**WRITTEN TASK**: Rewrite the records from their start through the line containing "206 40 L 210", requests included, increasing every coordinate in the answer outlines by 147. Leave the requests and their format samples unchanged.

** BEGIN **

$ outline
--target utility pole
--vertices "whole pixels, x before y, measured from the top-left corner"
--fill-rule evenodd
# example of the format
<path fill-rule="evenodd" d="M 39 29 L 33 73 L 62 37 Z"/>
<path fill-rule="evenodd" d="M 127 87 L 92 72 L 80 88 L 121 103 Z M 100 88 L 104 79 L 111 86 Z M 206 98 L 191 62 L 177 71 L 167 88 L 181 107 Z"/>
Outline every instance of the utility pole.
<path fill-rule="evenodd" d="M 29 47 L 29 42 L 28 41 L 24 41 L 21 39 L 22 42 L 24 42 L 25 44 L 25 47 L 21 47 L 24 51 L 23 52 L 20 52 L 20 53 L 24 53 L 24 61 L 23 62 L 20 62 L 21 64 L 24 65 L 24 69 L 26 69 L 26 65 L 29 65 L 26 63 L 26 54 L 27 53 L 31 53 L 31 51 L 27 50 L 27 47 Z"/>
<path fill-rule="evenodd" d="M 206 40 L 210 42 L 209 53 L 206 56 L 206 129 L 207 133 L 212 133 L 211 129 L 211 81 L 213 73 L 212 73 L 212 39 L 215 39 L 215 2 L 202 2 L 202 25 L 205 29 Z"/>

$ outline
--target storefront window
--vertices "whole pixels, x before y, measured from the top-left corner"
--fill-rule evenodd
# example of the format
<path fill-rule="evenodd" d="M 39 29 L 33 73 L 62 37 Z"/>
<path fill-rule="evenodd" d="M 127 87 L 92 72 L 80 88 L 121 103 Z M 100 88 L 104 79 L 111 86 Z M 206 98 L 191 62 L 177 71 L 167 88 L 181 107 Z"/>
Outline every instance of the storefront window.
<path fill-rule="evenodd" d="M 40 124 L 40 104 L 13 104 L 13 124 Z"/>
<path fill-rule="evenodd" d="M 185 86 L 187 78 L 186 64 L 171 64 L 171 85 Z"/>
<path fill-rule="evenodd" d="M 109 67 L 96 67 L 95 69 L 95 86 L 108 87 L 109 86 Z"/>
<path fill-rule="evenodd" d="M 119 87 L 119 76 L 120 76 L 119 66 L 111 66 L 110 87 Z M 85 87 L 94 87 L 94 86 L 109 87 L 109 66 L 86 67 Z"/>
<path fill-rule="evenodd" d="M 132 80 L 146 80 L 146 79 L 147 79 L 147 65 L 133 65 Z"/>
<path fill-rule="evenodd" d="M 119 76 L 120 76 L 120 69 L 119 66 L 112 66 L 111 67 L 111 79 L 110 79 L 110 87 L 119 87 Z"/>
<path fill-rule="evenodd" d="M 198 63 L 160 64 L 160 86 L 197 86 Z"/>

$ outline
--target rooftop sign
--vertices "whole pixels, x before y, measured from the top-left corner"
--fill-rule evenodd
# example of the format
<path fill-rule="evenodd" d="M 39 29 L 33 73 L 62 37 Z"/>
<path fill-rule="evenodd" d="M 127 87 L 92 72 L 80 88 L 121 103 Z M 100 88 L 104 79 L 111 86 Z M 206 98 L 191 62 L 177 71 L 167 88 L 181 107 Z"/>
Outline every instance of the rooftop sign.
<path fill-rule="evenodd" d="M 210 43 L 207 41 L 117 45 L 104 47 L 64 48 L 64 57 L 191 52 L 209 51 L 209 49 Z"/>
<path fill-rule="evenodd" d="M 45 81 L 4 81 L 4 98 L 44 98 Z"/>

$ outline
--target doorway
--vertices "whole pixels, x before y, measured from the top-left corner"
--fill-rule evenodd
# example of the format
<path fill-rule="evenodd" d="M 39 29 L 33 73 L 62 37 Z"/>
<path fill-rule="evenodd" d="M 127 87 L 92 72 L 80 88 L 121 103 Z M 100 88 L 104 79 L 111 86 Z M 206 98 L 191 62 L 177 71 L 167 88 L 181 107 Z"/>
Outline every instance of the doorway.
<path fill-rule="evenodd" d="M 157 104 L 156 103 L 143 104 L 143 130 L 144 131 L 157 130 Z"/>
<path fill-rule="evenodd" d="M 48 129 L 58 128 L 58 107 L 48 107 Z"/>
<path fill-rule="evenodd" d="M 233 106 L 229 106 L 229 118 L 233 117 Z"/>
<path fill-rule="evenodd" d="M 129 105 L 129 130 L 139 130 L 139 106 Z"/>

** END **

**REPLY TO THE EXERCISE**:
$ outline
--target utility pole
--vertices "whole pixels, x before y, measured from the top-left corner"
--fill-rule evenodd
# example of the format
<path fill-rule="evenodd" d="M 39 29 L 33 73 L 62 37 Z"/>
<path fill-rule="evenodd" d="M 127 87 L 92 72 L 80 88 L 121 103 Z M 100 88 L 104 79 L 111 86 Z M 206 98 L 191 62 L 177 71 L 167 88 L 181 107 Z"/>
Outline every instance of the utility pole.
<path fill-rule="evenodd" d="M 176 194 L 176 189 L 175 188 L 171 188 L 168 186 L 169 189 L 171 189 L 172 191 L 172 194 L 168 194 L 171 198 L 170 199 L 167 199 L 167 200 L 171 200 L 171 208 L 170 209 L 167 209 L 168 211 L 171 212 L 171 216 L 173 216 L 173 212 L 176 212 L 173 210 L 173 201 L 174 200 L 178 200 L 178 198 L 174 197 L 174 194 Z"/>
<path fill-rule="evenodd" d="M 353 187 L 357 189 L 356 200 L 353 203 L 353 276 L 354 280 L 359 280 L 358 276 L 358 228 L 360 220 L 359 220 L 359 186 L 362 186 L 362 149 L 349 149 L 349 172 L 352 176 Z"/>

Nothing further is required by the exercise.